**INSTRUCTIONS**:
(A) In the article on the dangers of CRISPR, which two genetic diseases does the writer hope CRISPR will be used to treat?
(B) Continue the article on the dangers of CRISPR from its last sentence.

**GIVEN TEXT**:
[Start of Attachment]

Dark side of CRISPR: Rogue scientists could design something nastier than the coronavirus

| | April 6, 2020
This article or excerpt is included in the GLP’s daily curated selection of ideologically diverse news, opinion and analysis of biotechnology innovation.

When we’ve emerged on the other side of the pandemic, Covid-19 will someday make a good story. But I worry that CRISPR could make Covid-19 look like child’s play.

CRISPR is a new genetic tool that lets scientists cut out a DNA sequence in an organism’s genome and replace it with another. The hope is that this ingenious scissors-and-glue system will be used to treat devastating genetic diseases like sickle cell anemia and beta thalassemia.

But there’s a dark side to CRISPR. A scientist or biohacker with basic lab know-how could conceivably buy DNA sequences and, using CRISPR, edit them to make an even more panic-inducing bacteria or virus. What’s to stop a rogue scientist from using CRISPR to conjure up an even deadlier version of Ebola or a more transmissible SARS?

[End of Attachment]

**DATASET CONTENT**:
[Start of Attachment]

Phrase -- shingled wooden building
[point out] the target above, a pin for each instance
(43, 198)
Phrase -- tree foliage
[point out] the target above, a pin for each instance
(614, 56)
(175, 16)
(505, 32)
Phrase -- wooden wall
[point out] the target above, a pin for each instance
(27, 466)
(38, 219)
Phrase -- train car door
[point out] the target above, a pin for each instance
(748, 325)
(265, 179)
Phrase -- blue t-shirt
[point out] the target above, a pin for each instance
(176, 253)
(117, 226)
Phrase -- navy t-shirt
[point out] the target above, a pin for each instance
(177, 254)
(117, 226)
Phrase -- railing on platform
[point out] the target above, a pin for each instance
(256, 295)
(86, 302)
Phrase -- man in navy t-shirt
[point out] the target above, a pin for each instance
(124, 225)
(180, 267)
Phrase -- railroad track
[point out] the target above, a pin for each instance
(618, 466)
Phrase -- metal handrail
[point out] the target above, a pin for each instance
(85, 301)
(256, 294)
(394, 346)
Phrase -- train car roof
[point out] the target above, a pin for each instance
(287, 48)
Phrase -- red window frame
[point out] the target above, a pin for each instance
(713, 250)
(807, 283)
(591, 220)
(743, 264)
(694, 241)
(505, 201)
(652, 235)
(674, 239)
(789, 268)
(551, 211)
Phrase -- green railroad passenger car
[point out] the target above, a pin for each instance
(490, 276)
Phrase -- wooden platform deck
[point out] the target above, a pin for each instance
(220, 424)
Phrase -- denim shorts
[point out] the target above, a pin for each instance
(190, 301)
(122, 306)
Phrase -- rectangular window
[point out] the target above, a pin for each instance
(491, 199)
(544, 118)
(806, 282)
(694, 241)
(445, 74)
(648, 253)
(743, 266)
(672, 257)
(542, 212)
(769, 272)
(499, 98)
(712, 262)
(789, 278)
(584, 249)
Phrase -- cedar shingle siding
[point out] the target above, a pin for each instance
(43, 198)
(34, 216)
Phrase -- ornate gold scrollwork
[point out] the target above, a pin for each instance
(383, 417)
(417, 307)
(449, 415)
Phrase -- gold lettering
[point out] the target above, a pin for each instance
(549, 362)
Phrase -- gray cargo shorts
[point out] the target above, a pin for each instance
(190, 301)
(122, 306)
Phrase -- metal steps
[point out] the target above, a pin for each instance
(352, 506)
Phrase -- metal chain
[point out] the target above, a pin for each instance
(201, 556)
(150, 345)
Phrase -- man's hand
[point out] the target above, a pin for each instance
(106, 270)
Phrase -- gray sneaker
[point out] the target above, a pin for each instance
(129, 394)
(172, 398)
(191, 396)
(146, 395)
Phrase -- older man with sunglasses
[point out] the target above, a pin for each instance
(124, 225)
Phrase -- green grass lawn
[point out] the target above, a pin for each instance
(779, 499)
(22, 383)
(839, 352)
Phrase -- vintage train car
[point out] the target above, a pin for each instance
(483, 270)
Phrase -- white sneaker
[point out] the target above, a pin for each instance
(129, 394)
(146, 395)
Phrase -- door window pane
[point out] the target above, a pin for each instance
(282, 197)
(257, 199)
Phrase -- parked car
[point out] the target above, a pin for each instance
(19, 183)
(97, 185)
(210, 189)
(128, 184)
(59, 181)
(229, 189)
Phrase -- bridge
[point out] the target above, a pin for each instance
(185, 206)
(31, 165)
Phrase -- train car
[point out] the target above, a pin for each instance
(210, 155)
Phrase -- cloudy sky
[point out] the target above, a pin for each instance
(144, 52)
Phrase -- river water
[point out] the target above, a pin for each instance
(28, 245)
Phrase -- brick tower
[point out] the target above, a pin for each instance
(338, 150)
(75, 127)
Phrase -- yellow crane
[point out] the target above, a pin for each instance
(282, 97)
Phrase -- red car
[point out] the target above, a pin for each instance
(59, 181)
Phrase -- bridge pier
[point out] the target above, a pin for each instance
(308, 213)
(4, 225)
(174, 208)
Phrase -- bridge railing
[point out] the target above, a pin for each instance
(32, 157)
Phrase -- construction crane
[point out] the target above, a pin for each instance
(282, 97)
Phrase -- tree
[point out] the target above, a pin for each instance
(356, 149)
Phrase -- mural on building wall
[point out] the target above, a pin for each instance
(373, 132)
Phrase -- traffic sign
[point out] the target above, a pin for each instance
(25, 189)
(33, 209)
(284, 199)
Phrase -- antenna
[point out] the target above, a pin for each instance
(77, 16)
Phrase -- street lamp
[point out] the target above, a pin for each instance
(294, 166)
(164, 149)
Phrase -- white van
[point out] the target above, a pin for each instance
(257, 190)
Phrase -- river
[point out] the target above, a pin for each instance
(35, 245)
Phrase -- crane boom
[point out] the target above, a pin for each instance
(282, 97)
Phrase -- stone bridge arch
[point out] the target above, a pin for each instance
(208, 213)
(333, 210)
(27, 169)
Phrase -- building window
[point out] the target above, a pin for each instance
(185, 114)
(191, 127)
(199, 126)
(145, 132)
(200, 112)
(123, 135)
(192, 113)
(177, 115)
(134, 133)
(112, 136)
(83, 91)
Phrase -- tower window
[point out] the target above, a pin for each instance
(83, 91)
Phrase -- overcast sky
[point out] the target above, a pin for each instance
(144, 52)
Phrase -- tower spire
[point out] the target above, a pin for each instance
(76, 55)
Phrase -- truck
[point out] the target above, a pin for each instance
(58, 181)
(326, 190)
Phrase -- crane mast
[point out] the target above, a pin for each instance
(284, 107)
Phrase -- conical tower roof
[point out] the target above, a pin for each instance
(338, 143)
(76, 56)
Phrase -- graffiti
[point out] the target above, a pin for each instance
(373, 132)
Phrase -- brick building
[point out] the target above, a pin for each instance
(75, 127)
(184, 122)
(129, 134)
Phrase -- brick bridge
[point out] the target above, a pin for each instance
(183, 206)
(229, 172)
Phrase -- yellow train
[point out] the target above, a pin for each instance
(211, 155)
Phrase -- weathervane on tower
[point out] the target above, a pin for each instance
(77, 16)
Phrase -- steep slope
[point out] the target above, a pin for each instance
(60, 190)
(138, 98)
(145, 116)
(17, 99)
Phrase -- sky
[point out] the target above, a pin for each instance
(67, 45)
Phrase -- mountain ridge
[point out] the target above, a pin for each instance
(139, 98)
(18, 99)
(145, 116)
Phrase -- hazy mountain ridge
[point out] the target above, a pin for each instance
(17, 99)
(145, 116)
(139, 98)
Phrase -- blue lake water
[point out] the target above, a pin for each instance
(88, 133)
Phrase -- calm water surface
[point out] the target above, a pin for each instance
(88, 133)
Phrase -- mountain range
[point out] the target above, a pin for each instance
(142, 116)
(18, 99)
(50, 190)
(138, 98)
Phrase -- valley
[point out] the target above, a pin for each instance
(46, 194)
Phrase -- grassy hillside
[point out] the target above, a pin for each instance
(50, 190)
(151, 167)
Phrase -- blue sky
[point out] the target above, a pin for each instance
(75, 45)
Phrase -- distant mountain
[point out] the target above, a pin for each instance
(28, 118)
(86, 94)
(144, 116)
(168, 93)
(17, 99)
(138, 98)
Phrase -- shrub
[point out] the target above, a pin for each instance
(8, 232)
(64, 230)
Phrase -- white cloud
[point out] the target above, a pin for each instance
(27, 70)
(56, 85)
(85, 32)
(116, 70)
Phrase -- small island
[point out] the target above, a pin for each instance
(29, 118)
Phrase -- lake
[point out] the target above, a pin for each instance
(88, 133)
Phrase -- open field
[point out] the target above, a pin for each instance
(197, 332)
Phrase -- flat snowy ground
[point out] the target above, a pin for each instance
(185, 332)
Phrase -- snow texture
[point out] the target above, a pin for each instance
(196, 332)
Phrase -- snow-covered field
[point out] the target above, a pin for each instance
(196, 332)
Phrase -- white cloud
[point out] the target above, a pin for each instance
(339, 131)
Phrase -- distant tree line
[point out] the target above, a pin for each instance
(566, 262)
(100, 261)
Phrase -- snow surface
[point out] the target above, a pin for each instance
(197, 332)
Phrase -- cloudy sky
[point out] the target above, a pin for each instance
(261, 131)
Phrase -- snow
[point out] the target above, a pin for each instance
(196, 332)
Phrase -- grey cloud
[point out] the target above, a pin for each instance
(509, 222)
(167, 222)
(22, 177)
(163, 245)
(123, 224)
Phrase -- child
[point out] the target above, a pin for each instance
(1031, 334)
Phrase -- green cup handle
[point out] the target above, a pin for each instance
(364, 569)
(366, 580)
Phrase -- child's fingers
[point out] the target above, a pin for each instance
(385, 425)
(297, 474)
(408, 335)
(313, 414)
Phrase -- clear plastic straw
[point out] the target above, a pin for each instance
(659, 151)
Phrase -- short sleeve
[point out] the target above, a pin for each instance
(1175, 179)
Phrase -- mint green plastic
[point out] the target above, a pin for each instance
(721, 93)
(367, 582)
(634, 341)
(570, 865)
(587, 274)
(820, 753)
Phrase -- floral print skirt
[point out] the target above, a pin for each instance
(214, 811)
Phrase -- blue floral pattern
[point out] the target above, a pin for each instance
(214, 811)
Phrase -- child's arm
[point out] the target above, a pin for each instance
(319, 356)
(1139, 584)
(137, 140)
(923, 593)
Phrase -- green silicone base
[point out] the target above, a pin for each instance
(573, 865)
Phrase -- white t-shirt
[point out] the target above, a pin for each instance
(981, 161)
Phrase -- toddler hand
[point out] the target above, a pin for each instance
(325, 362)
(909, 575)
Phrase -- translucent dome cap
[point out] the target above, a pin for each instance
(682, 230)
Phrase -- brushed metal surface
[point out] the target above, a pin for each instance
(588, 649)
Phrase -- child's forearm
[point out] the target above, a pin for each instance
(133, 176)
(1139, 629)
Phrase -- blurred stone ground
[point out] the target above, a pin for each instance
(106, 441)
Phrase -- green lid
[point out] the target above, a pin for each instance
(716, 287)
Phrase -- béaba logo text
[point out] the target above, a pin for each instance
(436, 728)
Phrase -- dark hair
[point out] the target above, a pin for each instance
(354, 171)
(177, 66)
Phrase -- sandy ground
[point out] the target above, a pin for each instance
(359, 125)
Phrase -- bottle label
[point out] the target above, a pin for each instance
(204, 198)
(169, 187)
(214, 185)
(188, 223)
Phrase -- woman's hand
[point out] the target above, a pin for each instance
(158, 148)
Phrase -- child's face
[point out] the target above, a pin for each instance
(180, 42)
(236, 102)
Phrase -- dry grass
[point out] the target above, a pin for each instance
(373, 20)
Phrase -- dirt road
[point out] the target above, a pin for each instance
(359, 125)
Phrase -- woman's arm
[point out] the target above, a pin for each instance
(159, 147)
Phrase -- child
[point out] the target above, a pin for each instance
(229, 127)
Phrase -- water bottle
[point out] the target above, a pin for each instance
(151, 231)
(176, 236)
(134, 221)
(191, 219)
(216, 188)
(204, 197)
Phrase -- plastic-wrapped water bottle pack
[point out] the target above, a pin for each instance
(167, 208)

[End of Attachment]

**ANSWERS TO THE TASKS**:
(A) Sickle cell anemia and beta thalassemia.

(B)
Related article:  CRISPR gene editing yields world's smallest tomatoes to feed astronauts

Covid-19 rightfully dominates the media. But we should be talking about CRISPR, too. Before the first reports of the novel coronavirus began surfacing in the U.S., none of the Democratic presidential candidates said a word about CRISPR, and President Trump has never uttered its name. But it’s here, just as present, unpredictable, and powerful as Covid-19, unless we act now to control it.